==== Given text

Hospitals are good places for perspective and, as it turns out, I've been praying for more.
I forced myself to slow down. The world wouldn't end if I was gone 46 minutes. I could feel the Spirit whisper, "don't rush. Don't miss this moment."
I still had to be responsible with my day. I couldn't stop and smell the roses or wander along on my happy way. But, I could notice.
Immediately my eyes fell on a younger man in a wheel chair with a balding head and a broken heart. He was very thin and apparently very ill. I wondered if he wouldn't rather have my life today.
I walked by the waiting room where a woman was rocking with her head in hands. Worry seeped from her pores while awaiting word from a loved one's procedure. I wondered if she would rather be running late for a meeting instead.
A man walked by me very slowly on crutches in a seemingly large amount of pain. I wondered if he would trade being busy at lunch for the ability to move freely.
An older woman on oxygen, and still struggling to breathe, was in the lobby. She was fragile and weak. Her bony fingers grasped the chair for dear life with every inhale. I wondered if she wouldn't gladly take the cold I'd been frustrated about just to be able to take a deeper breath.
I went to my meeting signing the forms for benefits I hope I never need. Cancer policies and accident coverage. Disability. Medical coverage and preventative measures. Sign here, here and here and you'll be covered if the unthinkable surfaces. Allegedly.
I tucked the forms into my purse and walked back down the hallways. Those I had seen before were on their way elsewhere and new people occupied the chairs. I prayed that peace would envelop that place and that I would never miss or take for granted the magic of an ordinary day.

========
==== Source material

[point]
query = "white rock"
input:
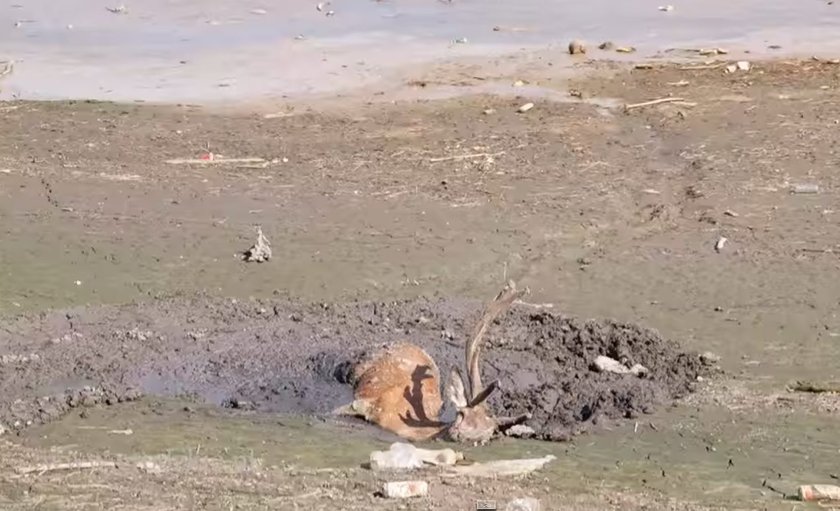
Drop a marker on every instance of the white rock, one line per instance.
(149, 467)
(405, 489)
(606, 364)
(403, 456)
(526, 504)
(524, 108)
(520, 431)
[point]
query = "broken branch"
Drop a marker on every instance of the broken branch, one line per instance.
(652, 103)
(75, 465)
(465, 157)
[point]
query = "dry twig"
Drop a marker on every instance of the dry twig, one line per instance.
(652, 102)
(7, 69)
(816, 388)
(466, 156)
(74, 465)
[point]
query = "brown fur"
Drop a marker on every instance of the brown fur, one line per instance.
(399, 389)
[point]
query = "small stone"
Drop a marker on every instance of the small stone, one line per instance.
(577, 47)
(521, 431)
(524, 108)
(405, 489)
(149, 467)
(708, 358)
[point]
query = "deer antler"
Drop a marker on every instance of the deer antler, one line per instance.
(499, 305)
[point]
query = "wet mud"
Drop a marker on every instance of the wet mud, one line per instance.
(280, 356)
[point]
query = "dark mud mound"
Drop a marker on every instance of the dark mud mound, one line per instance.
(545, 363)
(281, 356)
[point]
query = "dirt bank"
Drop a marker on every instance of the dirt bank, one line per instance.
(601, 212)
(278, 356)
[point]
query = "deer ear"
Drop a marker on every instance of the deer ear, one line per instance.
(455, 390)
(484, 394)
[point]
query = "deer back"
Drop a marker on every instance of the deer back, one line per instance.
(399, 390)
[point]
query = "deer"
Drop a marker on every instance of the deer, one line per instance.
(399, 389)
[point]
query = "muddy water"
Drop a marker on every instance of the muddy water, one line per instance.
(741, 463)
(212, 51)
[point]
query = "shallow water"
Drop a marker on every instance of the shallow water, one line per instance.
(224, 50)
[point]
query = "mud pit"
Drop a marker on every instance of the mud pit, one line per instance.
(283, 357)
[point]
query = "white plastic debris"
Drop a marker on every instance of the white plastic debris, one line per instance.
(502, 467)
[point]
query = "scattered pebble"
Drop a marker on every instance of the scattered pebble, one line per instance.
(149, 467)
(524, 504)
(604, 364)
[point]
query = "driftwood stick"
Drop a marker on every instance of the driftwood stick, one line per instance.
(75, 465)
(465, 156)
(7, 69)
(652, 102)
(816, 388)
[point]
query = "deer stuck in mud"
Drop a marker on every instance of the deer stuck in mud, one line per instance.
(399, 389)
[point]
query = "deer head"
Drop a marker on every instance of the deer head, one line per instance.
(399, 389)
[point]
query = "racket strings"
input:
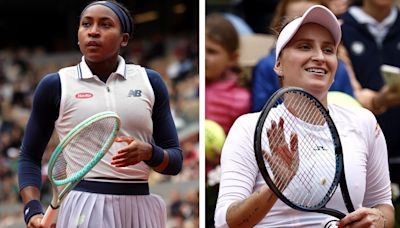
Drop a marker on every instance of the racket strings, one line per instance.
(82, 148)
(306, 182)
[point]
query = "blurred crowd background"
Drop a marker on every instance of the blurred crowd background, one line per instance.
(41, 38)
(240, 56)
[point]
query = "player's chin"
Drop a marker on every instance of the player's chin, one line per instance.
(94, 57)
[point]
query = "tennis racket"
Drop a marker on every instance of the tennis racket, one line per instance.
(78, 152)
(298, 152)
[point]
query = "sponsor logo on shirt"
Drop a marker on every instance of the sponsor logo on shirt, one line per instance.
(83, 95)
(135, 93)
(319, 148)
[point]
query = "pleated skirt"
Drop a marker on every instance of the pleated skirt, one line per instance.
(92, 210)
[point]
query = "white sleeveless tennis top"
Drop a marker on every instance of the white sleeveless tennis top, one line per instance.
(127, 92)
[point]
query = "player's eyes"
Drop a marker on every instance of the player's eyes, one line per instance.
(85, 24)
(329, 50)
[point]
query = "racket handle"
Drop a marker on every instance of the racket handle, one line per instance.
(49, 217)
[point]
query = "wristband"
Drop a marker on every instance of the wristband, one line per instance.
(32, 208)
(157, 157)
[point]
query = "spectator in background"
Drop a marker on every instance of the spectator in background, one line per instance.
(371, 35)
(265, 81)
(258, 13)
(225, 98)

========

◆ Assigned task
Write out the part of the hospital reflection from "I still had" to "my life today.", word for word. These rows have no connection to the hospital reflection.

◆ Result of this task
I still had to be responsible with my day. I couldn't stop and smell the roses or wander along on my happy way. But, I could notice.
Immediately my eyes fell on a younger man in a wheel chair with a balding head and a broken heart. He was very thin and apparently very ill. I wondered if he wouldn't rather have my life today.